Problems to work on:
[1] In the Thanksgiving account, why does the narrator say the rapture of the morning drive was complete?
[2] Resume the Thanksgiving account after its final sentence about sleeping until 7 in the morning.

I decided that if there was something I could be thankful for on Thanksgiving morning, it was being born into a species equipped with a brain that could seriously process its surroundings, admit they were too beautiful to describe, but possible to enjoy to the point of rapture even as it became convinced it was flying in total contradiction to the vibration of the tires on the interstate.

I also had hot coffee in a traveling mug and Slim Willet on the CD, so if you know who Slim Willet is, you realize my rapture was complete. I was in a moment unique to my life thus far, and I was thankful. And then I got to knock on a cabin door, and there was Karen!

Karen, with nothing more than a pot and a spoon, produced a turkey breast of considerable juiciness and she is hereby an honorary member of the Kettner Blvd. College of Turkey Surgeons and Airport Relocation Committee. We had stuffing, gravy, green bean casserole with real mushrooms, and Karen's special gorgonzola salad with pine nuts. Then pumpkin pie with walnuts and whipped cream. By then it was 4:30 in the afternoon and I was ready for bed. We watched a movie until 7, and then I did in fact crawl into bed and slept until 7 in the morning.

Record list:
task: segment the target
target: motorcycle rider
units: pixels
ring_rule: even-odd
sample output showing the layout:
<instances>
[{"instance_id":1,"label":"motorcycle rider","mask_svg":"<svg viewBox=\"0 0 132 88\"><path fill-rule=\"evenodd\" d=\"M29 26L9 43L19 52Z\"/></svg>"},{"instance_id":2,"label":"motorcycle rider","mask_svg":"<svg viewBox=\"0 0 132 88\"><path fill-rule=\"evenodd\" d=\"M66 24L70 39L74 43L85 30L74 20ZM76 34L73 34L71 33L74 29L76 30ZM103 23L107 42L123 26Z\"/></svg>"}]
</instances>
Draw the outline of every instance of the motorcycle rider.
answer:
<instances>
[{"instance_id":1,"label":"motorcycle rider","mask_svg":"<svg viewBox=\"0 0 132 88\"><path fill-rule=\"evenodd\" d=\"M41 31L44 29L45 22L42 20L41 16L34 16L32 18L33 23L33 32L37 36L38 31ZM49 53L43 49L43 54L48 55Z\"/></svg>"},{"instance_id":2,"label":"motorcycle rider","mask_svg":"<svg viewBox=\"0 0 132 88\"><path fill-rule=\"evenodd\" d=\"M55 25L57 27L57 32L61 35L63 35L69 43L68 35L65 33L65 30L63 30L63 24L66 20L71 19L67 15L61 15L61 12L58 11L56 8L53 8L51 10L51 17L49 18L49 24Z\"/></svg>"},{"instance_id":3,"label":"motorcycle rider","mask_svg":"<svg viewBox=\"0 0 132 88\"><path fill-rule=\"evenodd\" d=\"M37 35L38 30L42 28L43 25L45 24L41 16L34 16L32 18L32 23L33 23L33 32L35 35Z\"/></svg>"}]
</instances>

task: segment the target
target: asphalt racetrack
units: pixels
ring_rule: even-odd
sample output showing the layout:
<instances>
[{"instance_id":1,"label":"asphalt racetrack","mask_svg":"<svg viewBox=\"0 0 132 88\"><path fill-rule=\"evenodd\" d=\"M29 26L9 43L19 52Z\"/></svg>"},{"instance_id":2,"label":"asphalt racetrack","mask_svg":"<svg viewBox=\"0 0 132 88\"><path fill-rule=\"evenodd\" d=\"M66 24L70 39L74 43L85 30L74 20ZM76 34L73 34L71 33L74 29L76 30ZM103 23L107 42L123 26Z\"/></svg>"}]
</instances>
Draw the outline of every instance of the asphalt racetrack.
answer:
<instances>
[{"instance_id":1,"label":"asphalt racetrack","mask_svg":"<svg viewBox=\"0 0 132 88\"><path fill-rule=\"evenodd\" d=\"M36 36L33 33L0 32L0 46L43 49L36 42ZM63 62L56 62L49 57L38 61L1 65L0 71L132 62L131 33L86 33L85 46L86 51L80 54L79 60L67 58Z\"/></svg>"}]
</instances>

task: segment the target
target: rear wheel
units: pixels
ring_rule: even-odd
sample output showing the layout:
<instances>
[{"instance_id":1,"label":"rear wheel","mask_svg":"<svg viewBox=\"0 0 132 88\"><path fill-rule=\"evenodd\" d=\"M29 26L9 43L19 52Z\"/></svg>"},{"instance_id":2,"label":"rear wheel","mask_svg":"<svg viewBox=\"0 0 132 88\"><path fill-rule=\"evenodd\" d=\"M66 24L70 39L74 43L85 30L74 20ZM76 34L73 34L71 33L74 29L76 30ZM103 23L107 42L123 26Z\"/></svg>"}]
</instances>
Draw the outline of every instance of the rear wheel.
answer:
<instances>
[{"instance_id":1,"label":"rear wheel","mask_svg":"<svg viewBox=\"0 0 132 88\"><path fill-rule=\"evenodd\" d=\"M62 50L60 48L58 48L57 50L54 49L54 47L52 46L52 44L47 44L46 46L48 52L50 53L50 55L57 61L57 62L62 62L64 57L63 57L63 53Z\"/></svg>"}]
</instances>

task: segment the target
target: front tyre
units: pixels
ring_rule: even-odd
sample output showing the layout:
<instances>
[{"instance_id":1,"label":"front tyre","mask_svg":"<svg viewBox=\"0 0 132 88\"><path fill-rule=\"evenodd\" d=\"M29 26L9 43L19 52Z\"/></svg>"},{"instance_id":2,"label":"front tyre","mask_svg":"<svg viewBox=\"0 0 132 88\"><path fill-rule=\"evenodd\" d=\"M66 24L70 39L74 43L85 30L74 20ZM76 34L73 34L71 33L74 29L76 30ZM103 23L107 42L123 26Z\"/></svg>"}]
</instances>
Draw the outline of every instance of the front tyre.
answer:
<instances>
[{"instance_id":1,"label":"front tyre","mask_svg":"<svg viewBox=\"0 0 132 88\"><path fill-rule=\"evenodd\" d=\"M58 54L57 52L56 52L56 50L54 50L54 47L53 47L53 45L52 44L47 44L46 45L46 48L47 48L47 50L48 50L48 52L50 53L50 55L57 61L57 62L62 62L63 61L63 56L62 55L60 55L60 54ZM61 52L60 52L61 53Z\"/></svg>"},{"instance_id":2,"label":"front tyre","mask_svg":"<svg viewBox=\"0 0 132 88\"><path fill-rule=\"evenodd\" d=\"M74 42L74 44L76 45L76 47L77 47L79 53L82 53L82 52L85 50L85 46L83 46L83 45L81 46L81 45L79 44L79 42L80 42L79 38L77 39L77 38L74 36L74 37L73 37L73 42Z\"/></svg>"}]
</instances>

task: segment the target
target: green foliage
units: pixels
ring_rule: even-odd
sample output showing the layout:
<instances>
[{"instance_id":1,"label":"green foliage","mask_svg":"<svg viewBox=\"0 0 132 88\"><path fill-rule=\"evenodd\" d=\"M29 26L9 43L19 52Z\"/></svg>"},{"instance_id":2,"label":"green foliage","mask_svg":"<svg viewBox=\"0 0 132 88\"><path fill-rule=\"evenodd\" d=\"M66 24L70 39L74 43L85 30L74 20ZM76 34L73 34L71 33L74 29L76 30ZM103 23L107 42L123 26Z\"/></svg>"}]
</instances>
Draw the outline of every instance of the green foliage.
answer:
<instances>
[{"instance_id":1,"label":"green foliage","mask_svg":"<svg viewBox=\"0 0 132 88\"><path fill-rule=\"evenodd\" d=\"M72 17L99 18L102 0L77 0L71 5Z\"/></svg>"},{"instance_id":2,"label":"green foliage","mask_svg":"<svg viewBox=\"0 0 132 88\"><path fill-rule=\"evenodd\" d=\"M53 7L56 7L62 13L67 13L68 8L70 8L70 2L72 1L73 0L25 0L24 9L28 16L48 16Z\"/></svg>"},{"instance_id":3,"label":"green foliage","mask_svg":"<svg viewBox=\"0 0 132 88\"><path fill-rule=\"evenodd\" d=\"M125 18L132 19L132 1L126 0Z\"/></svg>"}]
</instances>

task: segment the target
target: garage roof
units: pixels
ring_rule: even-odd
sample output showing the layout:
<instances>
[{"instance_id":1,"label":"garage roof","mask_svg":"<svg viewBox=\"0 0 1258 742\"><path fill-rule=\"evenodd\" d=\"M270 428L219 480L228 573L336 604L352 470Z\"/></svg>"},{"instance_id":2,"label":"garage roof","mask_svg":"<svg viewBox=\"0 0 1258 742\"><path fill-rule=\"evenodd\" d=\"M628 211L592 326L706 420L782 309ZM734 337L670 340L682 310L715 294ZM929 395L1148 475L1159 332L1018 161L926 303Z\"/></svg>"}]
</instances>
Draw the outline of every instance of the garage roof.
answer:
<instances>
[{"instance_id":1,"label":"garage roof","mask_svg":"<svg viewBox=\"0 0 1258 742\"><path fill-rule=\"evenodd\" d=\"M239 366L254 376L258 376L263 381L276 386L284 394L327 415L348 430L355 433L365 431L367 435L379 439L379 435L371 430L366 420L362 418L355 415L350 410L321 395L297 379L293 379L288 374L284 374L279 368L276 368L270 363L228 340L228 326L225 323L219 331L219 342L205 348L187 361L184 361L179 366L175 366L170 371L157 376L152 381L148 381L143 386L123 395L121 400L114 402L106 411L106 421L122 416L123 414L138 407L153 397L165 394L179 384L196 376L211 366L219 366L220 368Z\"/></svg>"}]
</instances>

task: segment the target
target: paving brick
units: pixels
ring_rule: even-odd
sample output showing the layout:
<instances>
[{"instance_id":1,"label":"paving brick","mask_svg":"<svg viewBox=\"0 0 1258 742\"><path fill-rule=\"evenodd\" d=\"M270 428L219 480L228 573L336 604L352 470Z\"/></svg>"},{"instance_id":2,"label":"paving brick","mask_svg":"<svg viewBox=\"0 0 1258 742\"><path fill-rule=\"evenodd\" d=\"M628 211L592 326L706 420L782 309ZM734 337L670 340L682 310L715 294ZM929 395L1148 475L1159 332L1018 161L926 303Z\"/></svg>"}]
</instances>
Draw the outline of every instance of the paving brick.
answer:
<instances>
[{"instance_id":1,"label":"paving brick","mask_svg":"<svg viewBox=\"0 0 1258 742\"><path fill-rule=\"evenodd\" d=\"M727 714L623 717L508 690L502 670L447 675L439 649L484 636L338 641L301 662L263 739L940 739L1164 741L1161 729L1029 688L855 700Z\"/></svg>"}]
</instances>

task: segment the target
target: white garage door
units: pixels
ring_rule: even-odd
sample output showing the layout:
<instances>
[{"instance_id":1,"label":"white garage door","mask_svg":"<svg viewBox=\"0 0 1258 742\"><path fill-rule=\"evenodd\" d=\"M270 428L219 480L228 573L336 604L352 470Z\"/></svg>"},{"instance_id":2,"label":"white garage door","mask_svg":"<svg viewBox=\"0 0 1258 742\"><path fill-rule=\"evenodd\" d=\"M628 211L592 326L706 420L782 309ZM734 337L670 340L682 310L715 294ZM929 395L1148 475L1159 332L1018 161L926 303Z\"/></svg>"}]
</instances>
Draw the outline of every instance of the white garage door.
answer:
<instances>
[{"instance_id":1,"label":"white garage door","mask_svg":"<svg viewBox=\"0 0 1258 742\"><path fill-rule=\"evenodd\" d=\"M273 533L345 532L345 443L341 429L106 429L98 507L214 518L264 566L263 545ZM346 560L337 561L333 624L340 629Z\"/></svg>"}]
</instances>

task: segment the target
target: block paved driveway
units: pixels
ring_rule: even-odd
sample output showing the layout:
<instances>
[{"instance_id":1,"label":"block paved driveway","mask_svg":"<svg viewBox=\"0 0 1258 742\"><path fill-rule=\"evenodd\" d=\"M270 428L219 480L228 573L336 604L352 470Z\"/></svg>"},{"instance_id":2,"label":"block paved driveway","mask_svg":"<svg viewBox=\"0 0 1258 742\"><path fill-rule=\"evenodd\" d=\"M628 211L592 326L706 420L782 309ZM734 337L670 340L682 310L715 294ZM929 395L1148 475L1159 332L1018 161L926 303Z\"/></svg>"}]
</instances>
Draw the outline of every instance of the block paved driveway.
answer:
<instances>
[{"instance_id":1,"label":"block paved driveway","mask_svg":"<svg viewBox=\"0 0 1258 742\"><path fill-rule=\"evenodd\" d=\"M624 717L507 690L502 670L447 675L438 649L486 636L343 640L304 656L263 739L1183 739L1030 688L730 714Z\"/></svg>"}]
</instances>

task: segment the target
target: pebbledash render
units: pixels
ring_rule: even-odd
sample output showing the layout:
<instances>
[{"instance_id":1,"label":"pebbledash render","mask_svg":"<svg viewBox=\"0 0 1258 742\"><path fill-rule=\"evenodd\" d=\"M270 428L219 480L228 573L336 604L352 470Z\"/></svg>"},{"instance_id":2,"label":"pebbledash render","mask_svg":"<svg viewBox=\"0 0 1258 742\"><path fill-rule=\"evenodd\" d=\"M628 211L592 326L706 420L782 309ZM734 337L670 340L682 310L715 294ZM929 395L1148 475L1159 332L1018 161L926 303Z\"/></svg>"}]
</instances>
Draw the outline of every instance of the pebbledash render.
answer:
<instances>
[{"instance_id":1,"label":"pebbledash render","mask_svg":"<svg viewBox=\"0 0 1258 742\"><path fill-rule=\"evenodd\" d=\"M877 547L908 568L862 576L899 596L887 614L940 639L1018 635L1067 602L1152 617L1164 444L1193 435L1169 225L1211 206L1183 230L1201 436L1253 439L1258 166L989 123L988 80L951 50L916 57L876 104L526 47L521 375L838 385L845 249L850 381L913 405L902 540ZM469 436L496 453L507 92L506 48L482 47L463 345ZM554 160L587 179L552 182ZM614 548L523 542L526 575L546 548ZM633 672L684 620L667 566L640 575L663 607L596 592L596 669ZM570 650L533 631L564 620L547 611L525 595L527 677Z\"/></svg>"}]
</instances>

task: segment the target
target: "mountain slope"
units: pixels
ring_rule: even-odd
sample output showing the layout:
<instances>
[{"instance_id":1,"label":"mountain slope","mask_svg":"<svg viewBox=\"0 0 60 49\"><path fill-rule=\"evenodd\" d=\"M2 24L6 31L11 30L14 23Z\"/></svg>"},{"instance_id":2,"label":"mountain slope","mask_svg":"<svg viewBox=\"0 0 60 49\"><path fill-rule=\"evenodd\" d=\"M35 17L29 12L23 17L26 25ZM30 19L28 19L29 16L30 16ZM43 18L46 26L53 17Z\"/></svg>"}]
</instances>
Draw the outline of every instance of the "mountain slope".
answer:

Responses to the tasks:
[1] The narrator had hot coffee in a traveling mug and Slim Willet playing on the CD. The account says anyone who knows who Slim Willet is will see why that made the rapture complete.

[2]
The Idyllwild community, augmented by a throng of flatlanders, has its Christmas tree lighting ceremony in the town circle every Thanksgiving holiday. On Saturday we stood bundled against shirtsleeve temperatures and precisely at 5 p.m., with the sun down and temperature dropping, the lights went on in a hundred-foot pine topped by a star of white lights. Above it, the sky was in evening blue, with Venus and a new moon in the background, and way up, the silver contrail of an airliner headed southeast.

We drove home early Sunday morning to beat the return rush, unlocked the front door, and there was Gully! Life is good.